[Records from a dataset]
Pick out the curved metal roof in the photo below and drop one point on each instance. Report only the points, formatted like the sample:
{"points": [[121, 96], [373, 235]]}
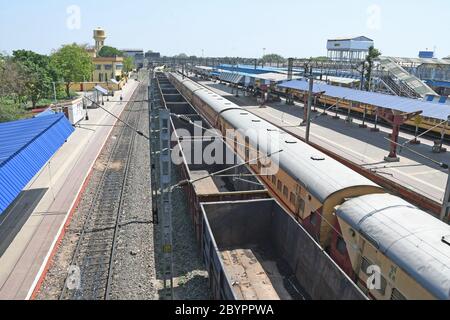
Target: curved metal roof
{"points": [[408, 236], [25, 147], [428, 109], [322, 177]]}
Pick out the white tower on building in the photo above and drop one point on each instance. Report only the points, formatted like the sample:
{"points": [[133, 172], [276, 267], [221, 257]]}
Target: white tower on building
{"points": [[99, 37]]}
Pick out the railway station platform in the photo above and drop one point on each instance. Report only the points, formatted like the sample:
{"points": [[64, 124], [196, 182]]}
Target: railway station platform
{"points": [[36, 219], [359, 146]]}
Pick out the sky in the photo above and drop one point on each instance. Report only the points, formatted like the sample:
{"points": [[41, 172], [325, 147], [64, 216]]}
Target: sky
{"points": [[227, 27]]}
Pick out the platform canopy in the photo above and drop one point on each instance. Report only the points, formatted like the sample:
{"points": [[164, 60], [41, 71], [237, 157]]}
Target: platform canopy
{"points": [[429, 109], [101, 90], [25, 147]]}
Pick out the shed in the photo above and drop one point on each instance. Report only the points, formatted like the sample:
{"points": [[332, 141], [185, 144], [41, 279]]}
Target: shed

=== BRIEF ===
Pick out each line above that includes "Report" and show it.

=== ANSWER SECTION ===
Pick out the curved metal roof in the photo below and drop one point on each instance. Report only the points, formatted like the sample:
Pick out the white tower on building in the photo above and drop one point on each instance. Report only the points, formatted like the sample:
Pick out the railway station platform in the photo above and drop one point on each instance. Report only the points, formatted like the sample:
Pick out the sky in the photo above and drop one point on each instance. Report only the points, formatted like the sample:
Pick out the platform canopy in the photo above and drop one point on each instance. Report only the points, formatted like the sample:
Pick out the shed in the photo above and drop one point on each instance. Report only the points, formatted like the sample:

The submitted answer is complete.